_What you have to do_
Answer these about the reliability study summary:
1. How does the framework estimate transition probabilities?
2. Which two tools are used to quantify uncertainty?
3. How many MAST benchmarks were used in the experiments?

_Excerpt_
⟨

This study addresses the limitations of existing scalar metrics for evaluating the reliability of large language model (LLM) agents, which fail to capture the distribution of success times, goodness-of-fit of execution trajectories, and uncertainty under limited trajectory samples. The authors propose a novel framework that unifies pass@k, pass^k, and RDC as distinct projections of the success-time distribution by integrating classical reliability theory with absorbing discrete-time Markov chains (DTMCs). Methodologically, they construct the state space via automated clustering, estimate transition probabilities using Laplace-smoothed maximum likelihood estimation, and employ AIC and Kolmogorov–Smirnov (KS) tests for model diagnostics. Uncertainty quantification is achieved through Dirichlet posteriors and nonparametric bootstrap. Experiments across seven MAST benchmarks show an L∞ error of only 0.053 between theoretical and empirical RDC, KS test p-values consistently exceeding 0.78, and median uncertainty interval errors around 0.01.

⟩

Data items

⟨

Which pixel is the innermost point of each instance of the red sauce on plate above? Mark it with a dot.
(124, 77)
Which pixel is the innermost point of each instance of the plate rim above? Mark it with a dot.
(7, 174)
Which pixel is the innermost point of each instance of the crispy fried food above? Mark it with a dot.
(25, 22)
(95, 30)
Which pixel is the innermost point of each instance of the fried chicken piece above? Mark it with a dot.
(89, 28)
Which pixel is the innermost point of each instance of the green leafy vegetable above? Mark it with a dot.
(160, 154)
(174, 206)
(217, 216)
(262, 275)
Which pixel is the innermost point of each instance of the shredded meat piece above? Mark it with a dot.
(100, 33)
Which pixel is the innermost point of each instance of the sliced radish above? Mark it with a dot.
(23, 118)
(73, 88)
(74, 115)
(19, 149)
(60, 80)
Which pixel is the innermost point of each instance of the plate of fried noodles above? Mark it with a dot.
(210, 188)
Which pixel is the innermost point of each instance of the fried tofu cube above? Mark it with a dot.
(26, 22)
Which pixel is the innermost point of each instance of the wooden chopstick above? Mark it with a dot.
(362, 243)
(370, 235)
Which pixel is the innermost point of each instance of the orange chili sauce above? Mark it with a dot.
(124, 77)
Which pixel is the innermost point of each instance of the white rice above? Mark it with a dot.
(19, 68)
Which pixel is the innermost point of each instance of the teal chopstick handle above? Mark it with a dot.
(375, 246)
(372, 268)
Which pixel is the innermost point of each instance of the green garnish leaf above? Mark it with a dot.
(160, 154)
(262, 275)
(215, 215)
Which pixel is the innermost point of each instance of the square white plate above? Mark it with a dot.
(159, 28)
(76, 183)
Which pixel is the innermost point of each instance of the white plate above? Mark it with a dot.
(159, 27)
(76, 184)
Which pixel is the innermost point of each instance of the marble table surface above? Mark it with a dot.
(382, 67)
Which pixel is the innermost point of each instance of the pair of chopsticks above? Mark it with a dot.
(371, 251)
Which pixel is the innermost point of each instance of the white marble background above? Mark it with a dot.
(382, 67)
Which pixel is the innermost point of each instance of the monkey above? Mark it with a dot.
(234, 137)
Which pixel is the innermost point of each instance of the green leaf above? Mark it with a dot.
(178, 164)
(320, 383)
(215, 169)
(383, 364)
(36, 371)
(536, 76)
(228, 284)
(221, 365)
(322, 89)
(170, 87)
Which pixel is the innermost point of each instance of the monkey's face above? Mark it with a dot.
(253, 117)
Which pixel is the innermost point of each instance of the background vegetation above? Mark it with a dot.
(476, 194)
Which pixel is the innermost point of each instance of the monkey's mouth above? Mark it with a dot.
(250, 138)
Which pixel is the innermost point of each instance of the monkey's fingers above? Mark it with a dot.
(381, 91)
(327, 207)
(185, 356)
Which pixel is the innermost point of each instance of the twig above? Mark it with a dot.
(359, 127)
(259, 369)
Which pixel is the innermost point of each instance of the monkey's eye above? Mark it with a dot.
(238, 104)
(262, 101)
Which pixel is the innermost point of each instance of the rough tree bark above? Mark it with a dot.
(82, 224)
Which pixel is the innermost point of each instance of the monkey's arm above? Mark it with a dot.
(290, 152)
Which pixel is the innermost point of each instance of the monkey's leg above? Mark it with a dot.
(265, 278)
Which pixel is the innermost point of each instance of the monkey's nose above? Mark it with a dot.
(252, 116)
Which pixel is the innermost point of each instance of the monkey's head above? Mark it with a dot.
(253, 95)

⟩

_Solution for this exercise_
1. Laplace-smoothed maximum likelihood estimation
2. Dirichlet posteriors and nonparametric bootstrap
3. Seven